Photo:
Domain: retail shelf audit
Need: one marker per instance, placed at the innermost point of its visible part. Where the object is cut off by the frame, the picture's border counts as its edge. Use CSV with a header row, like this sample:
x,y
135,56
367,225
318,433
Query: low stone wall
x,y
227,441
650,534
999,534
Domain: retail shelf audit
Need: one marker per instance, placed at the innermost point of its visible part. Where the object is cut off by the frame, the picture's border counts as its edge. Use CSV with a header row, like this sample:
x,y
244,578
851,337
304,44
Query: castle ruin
========================
▶ _Requirements_
Replace every "marker" in the listing above with "dot", and give the whole listing again with nothing else changed.

▶ _Answer below_
Photo:
Domain: retail shelf audit
Need: one dot per instance, placed at the innermost point of its visible part. Where the object is cut off by the frame, the picture's border counts as its edge. Use CSV with a header row, like this sample:
x,y
135,56
367,225
318,433
Query: low stone wall
x,y
227,441
650,534
999,534
Domain: retail shelf audit
Need: one dot per instance, placed at the innermost point of its visible part. Where the object is cut off by the frame, the picture's border counts as its edge. Use CSV with a header row, like this sample:
x,y
244,578
851,337
304,44
Query: castle ruin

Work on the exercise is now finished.